**Do this:**
Please collect each line in the records below that contains the word "above" and copy it out in full.

**Listed entries:**
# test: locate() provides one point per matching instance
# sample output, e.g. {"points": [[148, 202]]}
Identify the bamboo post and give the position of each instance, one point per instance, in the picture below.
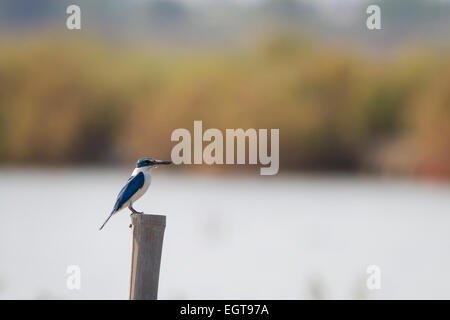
{"points": [[147, 239]]}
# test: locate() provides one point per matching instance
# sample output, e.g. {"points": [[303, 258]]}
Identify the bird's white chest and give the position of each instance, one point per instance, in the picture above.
{"points": [[147, 182]]}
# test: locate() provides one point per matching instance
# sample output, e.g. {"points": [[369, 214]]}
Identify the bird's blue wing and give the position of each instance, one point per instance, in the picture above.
{"points": [[132, 186]]}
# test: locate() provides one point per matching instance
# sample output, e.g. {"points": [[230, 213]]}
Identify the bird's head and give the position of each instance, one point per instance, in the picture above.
{"points": [[149, 162]]}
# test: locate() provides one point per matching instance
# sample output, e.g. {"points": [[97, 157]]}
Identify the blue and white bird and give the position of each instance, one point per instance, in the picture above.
{"points": [[136, 186]]}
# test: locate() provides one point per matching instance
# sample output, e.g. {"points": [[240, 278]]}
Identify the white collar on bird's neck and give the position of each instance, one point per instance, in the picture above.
{"points": [[144, 170]]}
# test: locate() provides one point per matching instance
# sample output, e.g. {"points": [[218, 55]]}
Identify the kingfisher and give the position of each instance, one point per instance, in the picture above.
{"points": [[136, 186]]}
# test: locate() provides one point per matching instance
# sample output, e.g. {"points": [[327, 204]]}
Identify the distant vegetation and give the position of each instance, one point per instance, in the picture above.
{"points": [[72, 102]]}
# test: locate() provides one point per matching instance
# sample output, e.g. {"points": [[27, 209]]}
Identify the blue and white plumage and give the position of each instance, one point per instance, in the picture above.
{"points": [[136, 186]]}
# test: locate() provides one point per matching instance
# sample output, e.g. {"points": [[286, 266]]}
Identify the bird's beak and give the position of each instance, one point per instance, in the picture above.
{"points": [[162, 162]]}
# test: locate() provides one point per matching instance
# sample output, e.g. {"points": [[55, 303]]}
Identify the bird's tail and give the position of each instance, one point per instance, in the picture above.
{"points": [[109, 217]]}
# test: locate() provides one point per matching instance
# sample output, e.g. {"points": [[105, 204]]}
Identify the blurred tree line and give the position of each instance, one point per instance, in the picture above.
{"points": [[81, 102]]}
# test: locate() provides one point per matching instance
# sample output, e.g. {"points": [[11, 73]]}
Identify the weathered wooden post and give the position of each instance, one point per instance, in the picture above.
{"points": [[148, 233]]}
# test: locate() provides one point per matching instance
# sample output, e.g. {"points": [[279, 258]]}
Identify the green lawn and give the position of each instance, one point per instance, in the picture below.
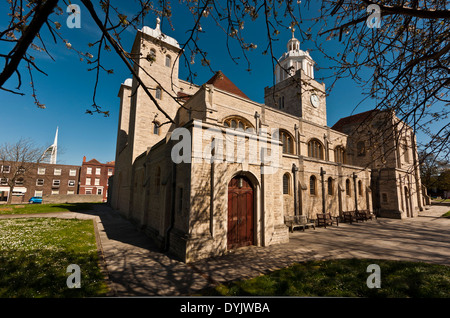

**Worked solution:**
Identify the bird's white chest and give the position of each instance, one point per instance, in the picture above.
Identify the bird's blue wing and give the position of each instance, one point per instance, in the picture above.
Identify the bird's head and give the position of each instance, one point per instance, in the picture above.
Identify the blue and white bird and give the position of each instance, one point per instance, in the picture above.
Identify the white collar on bird's neck and give the position of each instance, one point per instance, in the picture above.
Identify the kingfisher and give the position of each instance, one point per instance, in the picture above.
Identify the distant vegetation and give the position of each instance, one point per instance, in the picture above.
Identify the blue and white plumage and give the position of each instance, one point per instance, in the picture above.
Identify the bird's beak and give the position of each instance, one point per instance, in the picture above.
Identify the bird's tail and give the position of each instance, one point per instance, in the picture above.
Identify the blurred tree line and give the position of each instance, one point per instance, in the picture above.
Identify the weathered wooden post and give the position of each instance, one point per instance, in the picture above.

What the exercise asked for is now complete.